— Start Source excerpt —

This opportunity arises from cross-laminated timber, or CLT. First introduced in the 1990s, it enables architects and engineers to design tall, fire-safe, and beautiful wood buildings. Recent examples in the United States include the seven-story T3 building in Minneapolis, the eight-story Carbon12 building in Portland, Oregon, and a six-story dormitory at Rhode Island School of Design in Providence. In Canada, Norway, Sweden, England, and Australia, even taller wooden buildings are already in use. The Mjosa tower in Brumunddal, Norway, is only 25 feet shorter than the Statue of Liberty.
Private industry is gearing up to provide engineered wood for more tall wood buildings here in the United States. This year a highly automated, large CLT plant opened in Washington state. Recently, the first ever CLT plant in New England was announced in Maine.
The energy embodied in the materials for new buildings around the world — mostly steel and concrete — accounts for 11 percent of global carbon emissions. Typically, coal is used to heat these materials to temperatures over 2,500 degrees Fahrenheit in the manufacturing process.
Wood, in contrast, is forged from sunlight. A study by scientists from Yale University and the University of Washington showed that expanding wood construction while limiting global harvesting to no more than the annual growth could produce a combination of emissions reduction and carbon sequestration equivalent to eliminating construction emissions altogether. This could take a big bite out of the carbon problem, roughly equivalent to the present contribution from all types of renewable energy.
One study conducted by researchers in British Columbia found that building a five-story office building with wood had less than a third of the global warming impact when compared with a steel and concrete building of the same size. Beyond taking less energy to produce, wood buildings store carbon that otherwise would have returned to the atmosphere as those trees died and began to decay. The wooden structure of the new 18-story Brock Commons dormitory at the University of British Columbia in Vancouver, for example, stores 1,753 metric tons of carbon dioxide. That carbon will be locked up for decades, if not a century or more, until the building is torn down, and if the wood is subsequently reused, perhaps even longer.
Additional benefits come from the fact that these new wood technologies make it affordable to construct mid-rise housing of 6 to 12 stories. Conventional wood framing is limited to five stories by building codes, or six stories if a concrete first floor is included. The high cost of materials and construction — for example, renting a tower crane and hiring someone to operate it — usually pushes developers working to construct steel and concrete housing to design and build structures of more than 12 stories to provide a suitable return on investment.
Transportation hubs in the inner suburbs of cities in the United States are often surrounded by multifamily housing of only five or six stories. With CLT, those buildings could be taller, creating more housing close to trains, subways and buses, and a more compact urban development pattern. That would save forests on the urban fringe from being cut to make way for more housing, and cut emissions and congestion on highways. Taller mid-rise wood buildings would also help lower the cost of housing by increasing supply.

— End Source excerpt —

▸ Written tasks:
A - How would you render "Wood, in contrast, is forged from sunlight." from the passage on wood buildings in Spanish?
B - Which lines of the entries contain the word "roof"? Return each of them in full.
The passage on wood buildings has no connection to the entries.

— Start Provided records —

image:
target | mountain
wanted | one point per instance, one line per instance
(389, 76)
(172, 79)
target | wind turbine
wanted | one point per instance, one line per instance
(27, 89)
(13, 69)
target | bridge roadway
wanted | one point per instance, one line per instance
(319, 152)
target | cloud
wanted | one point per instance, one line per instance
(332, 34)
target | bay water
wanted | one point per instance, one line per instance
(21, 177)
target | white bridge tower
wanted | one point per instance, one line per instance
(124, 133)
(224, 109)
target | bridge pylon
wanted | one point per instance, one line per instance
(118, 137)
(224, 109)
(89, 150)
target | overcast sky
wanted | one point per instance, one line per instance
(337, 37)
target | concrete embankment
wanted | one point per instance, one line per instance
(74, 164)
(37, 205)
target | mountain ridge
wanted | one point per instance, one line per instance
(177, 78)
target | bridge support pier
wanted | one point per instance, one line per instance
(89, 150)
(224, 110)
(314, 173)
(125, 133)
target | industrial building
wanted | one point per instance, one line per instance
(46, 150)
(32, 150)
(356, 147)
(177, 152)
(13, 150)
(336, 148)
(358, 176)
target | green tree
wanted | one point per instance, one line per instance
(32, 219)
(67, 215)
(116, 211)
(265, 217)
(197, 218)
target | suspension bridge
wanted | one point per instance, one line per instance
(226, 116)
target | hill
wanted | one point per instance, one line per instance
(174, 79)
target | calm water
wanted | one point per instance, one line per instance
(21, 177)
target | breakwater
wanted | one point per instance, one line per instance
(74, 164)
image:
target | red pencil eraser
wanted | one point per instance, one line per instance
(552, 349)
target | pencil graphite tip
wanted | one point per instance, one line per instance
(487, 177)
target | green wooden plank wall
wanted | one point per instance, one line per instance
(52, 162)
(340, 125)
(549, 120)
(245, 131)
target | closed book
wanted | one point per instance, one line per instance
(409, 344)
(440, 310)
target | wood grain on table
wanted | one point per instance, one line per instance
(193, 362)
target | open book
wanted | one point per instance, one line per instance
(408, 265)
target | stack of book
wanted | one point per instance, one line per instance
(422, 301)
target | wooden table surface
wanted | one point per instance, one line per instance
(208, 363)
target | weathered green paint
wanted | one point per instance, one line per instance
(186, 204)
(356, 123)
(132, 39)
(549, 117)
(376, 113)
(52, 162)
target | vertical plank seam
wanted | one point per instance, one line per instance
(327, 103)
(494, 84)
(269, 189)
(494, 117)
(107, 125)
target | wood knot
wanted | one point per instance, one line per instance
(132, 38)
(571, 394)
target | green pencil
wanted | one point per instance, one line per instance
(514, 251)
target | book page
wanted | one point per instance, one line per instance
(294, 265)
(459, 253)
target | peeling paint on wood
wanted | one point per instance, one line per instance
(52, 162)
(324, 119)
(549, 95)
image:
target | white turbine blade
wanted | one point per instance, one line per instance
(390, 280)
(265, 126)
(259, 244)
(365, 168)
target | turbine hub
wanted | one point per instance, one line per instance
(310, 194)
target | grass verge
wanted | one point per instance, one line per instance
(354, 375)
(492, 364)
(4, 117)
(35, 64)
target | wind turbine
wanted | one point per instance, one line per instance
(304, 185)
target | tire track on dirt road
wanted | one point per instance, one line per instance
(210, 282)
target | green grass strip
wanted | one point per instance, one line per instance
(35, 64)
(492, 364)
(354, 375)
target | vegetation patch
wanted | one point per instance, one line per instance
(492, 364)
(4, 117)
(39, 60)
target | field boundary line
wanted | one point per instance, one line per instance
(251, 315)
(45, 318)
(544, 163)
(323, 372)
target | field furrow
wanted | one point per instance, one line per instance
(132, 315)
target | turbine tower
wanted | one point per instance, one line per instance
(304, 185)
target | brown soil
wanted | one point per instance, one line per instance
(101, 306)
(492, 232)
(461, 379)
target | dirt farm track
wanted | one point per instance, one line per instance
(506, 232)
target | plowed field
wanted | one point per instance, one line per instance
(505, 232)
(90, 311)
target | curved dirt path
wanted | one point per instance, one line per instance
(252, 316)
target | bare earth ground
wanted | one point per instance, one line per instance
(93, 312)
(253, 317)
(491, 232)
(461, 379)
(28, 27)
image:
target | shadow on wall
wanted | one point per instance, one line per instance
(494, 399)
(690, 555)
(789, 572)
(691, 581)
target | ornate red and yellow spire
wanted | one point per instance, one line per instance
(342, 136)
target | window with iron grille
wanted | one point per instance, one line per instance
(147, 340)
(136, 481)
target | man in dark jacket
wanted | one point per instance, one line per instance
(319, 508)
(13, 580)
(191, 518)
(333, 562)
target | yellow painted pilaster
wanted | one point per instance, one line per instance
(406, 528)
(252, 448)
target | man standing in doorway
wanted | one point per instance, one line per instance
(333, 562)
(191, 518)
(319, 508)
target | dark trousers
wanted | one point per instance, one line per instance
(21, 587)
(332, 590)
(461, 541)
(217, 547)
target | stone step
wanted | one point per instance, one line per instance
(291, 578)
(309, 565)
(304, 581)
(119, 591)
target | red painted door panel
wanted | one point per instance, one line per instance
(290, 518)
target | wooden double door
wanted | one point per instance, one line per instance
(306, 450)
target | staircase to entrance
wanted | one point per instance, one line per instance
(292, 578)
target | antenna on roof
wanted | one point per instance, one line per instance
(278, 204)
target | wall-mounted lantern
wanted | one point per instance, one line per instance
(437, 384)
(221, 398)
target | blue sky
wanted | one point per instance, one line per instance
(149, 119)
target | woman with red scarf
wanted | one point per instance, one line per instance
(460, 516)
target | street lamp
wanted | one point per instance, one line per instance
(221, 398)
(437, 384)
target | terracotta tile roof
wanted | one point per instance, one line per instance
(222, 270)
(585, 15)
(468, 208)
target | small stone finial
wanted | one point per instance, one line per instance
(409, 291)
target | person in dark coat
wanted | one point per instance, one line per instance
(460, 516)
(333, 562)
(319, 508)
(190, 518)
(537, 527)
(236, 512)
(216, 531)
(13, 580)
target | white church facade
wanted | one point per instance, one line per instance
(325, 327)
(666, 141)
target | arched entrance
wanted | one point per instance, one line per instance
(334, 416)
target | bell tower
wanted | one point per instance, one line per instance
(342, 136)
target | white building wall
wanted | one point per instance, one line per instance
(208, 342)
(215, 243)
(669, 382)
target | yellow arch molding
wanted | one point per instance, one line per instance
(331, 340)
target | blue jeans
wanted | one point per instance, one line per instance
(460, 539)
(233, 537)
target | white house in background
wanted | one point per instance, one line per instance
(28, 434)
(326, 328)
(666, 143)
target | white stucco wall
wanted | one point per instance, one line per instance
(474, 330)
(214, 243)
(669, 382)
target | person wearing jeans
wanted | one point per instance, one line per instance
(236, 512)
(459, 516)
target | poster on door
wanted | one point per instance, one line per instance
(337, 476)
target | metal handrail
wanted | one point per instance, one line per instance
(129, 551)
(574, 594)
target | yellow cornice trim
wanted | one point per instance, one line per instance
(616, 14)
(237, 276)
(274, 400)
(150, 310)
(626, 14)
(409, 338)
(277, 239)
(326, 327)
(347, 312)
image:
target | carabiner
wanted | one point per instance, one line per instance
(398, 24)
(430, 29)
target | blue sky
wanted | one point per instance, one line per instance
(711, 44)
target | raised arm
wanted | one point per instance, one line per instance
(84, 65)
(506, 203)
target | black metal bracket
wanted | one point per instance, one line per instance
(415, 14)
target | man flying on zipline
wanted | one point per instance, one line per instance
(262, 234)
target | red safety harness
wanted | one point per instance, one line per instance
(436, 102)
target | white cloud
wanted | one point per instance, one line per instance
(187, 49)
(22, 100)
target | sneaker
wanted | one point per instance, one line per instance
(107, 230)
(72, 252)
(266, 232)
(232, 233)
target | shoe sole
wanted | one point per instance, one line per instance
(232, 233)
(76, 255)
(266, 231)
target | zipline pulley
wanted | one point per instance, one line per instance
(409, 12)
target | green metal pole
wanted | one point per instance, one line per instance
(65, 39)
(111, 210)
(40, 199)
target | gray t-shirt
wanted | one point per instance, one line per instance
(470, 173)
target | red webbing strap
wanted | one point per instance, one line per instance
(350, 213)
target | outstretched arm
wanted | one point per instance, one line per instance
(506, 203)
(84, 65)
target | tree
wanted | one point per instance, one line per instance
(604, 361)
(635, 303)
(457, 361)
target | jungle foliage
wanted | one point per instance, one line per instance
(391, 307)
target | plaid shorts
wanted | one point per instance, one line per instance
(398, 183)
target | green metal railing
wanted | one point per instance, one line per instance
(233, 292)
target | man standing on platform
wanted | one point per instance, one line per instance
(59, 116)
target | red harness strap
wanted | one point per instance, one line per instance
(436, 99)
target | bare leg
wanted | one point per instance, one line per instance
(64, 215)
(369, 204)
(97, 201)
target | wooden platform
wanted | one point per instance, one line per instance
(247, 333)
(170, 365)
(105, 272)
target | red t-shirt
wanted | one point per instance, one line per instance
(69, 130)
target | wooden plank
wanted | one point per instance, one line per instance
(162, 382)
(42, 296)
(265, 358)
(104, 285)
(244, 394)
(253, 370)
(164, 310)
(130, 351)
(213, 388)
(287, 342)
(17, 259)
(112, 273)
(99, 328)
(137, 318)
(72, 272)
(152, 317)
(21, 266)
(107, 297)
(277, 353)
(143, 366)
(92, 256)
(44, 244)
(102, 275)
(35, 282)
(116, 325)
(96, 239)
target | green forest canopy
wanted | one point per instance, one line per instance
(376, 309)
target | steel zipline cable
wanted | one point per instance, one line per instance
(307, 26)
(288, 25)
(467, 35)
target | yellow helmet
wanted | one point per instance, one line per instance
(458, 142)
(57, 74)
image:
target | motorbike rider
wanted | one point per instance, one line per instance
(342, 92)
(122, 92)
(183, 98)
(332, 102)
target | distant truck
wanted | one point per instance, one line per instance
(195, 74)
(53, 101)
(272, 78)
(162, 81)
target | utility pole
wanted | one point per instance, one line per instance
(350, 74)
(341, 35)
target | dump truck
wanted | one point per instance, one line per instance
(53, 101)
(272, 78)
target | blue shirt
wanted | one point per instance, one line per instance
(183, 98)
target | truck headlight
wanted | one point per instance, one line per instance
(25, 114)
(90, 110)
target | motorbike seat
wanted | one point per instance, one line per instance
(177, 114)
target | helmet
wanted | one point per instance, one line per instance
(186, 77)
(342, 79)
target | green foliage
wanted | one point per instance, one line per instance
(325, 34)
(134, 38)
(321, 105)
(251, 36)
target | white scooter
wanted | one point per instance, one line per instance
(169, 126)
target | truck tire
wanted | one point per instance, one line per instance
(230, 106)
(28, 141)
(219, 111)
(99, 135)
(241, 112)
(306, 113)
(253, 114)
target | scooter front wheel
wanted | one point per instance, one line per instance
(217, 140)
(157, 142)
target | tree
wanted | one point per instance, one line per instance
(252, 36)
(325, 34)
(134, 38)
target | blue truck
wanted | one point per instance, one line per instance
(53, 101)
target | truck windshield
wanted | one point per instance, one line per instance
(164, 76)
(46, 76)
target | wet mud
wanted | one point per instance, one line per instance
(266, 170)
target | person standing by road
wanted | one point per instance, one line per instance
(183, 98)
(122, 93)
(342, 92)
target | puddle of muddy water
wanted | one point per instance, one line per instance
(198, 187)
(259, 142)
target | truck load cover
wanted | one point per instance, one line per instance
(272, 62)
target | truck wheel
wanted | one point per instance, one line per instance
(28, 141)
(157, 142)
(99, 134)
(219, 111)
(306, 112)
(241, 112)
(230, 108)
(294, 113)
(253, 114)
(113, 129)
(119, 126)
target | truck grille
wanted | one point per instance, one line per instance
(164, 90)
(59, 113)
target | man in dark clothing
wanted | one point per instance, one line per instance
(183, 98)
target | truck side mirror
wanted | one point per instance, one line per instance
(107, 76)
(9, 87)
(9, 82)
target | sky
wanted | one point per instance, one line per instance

— End Provided records —

▸ Responses per task:
A - La madera, en cambio, se forja a partir de la luz del sol.

B -
target | antenna on roof
target | terracotta tile roof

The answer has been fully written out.